▶ [PROBLEM TO SOLVE]:
From the records below, copy out every line that contains the word "shirt".

▶ [RECORDS FOR THIS EXERCISE]:
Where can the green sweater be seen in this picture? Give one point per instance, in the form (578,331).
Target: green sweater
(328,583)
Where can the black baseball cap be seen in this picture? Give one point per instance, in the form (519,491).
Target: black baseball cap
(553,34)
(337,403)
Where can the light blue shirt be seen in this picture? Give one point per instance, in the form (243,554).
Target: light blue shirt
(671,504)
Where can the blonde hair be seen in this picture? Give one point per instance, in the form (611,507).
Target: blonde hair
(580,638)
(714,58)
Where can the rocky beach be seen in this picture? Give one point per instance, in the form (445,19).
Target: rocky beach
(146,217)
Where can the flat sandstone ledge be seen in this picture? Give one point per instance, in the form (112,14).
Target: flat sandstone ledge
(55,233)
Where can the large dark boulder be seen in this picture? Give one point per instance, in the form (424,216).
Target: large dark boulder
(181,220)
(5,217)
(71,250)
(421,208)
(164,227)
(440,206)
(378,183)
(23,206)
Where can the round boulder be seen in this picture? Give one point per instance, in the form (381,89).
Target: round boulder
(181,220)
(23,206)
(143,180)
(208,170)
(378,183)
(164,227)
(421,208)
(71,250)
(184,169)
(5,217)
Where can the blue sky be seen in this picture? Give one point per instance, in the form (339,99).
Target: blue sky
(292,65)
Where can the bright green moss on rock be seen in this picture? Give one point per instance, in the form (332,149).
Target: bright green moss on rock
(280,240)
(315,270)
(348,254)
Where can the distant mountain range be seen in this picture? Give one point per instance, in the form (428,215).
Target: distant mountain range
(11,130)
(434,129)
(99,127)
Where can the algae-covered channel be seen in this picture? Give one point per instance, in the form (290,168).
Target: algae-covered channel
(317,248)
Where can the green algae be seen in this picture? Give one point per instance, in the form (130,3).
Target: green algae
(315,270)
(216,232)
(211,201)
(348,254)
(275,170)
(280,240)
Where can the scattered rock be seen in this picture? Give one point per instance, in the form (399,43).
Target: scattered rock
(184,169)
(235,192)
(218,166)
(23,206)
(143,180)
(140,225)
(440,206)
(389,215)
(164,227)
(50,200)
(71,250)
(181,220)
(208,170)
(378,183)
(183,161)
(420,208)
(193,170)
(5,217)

---

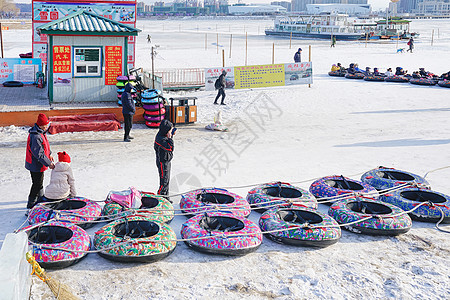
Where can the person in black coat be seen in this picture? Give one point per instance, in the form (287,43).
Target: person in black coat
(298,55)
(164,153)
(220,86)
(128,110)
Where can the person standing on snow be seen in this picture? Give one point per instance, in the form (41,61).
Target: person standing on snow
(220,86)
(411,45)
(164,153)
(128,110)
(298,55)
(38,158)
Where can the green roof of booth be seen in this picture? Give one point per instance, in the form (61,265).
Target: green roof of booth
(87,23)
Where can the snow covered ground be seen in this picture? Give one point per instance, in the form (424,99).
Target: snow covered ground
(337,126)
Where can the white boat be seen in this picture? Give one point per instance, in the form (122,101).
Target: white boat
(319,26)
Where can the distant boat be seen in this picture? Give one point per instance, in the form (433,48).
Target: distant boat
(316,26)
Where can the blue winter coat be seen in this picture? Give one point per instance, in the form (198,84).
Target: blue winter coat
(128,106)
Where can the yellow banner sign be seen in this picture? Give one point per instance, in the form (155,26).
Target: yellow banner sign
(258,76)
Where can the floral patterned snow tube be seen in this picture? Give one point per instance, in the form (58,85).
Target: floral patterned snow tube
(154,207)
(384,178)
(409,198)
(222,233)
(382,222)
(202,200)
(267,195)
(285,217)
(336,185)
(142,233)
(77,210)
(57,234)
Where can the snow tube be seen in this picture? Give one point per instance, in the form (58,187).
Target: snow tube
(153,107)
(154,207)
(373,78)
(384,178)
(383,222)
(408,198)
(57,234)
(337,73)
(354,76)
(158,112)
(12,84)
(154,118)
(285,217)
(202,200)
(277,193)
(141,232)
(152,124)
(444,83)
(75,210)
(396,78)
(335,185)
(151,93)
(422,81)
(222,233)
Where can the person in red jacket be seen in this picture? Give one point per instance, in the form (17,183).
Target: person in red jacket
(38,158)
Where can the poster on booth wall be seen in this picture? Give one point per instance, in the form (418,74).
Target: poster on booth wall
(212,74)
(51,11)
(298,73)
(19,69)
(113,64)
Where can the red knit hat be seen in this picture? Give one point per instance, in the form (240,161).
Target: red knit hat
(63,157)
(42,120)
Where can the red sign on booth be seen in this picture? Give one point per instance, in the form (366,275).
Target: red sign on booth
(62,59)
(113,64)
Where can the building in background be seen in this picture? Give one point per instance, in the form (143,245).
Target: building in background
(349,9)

▶ [EXERCISE RESULT]:
Where can the light blue shirt be seen in this picture? Give one point per instance, in the form (243,554).
Target: light blue shirt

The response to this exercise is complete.